* [Goal of the exercise]:
Rescale the material from the line containing "Could you point to the orange" through its end, reproducing every line, requests included. Multiply each coordinate in the answers by 1.75 and round to whole numbers with halves up, leaving the request lines and their sample numbers unchanged.

[START OF Input]

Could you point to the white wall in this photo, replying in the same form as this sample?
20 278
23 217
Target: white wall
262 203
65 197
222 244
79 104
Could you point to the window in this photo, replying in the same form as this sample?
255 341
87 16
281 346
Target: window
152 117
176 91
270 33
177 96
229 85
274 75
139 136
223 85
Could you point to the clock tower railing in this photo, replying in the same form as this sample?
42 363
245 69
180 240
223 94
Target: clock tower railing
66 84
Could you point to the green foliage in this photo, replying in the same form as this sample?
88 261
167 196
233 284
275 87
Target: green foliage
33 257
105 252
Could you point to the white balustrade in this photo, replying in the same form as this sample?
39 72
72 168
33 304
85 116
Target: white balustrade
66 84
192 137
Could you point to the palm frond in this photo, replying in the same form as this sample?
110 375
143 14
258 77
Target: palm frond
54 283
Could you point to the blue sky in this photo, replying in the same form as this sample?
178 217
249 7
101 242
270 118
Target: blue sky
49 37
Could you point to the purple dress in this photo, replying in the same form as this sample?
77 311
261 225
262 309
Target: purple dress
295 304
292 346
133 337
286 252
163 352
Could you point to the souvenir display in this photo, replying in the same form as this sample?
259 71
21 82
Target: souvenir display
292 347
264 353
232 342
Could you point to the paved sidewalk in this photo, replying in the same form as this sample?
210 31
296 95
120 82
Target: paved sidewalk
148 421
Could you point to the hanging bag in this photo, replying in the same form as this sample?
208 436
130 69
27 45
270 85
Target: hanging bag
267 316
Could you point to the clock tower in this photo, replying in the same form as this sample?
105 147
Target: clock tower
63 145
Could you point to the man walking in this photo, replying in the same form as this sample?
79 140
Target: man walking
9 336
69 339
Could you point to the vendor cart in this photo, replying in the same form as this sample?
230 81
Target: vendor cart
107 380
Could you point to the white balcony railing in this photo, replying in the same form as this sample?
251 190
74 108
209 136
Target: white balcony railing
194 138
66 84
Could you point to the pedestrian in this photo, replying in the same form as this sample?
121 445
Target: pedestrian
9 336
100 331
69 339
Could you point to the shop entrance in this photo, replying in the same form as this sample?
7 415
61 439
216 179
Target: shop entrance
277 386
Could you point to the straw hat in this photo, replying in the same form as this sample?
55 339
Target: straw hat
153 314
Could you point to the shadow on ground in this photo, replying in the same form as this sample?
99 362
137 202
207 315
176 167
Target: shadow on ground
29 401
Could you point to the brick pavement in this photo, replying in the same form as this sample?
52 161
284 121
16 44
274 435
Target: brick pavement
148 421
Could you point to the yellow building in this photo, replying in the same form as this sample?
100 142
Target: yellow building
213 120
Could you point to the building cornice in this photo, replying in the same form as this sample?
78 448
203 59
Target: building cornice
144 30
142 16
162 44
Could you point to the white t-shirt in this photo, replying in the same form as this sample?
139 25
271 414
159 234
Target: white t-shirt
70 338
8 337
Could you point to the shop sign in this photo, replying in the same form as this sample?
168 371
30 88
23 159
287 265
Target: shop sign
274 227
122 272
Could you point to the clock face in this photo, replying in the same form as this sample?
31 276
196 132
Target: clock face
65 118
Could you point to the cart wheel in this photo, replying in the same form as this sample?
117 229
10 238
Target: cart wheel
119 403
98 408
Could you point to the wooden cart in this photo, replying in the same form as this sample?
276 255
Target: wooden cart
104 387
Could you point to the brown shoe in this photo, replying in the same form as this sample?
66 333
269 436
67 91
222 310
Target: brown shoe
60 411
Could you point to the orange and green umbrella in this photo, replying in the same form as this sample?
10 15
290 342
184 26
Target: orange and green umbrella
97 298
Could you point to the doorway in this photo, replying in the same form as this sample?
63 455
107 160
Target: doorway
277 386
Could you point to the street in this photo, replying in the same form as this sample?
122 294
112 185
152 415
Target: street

[END OF Input]

* [Solution to this task]:
Could you point to the orange and green umbrella in this photo, replying in the same form as this sample?
10 15
290 342
184 26
Target: orange and green umbrella
170 522
Could you point to the doorway in this photo, replying in the same form as this sample?
63 455
107 160
Target: doorway
485 676
Could you point to the street in this photo, replying in the same form as this sample?
122 294
112 185
152 415
Target: street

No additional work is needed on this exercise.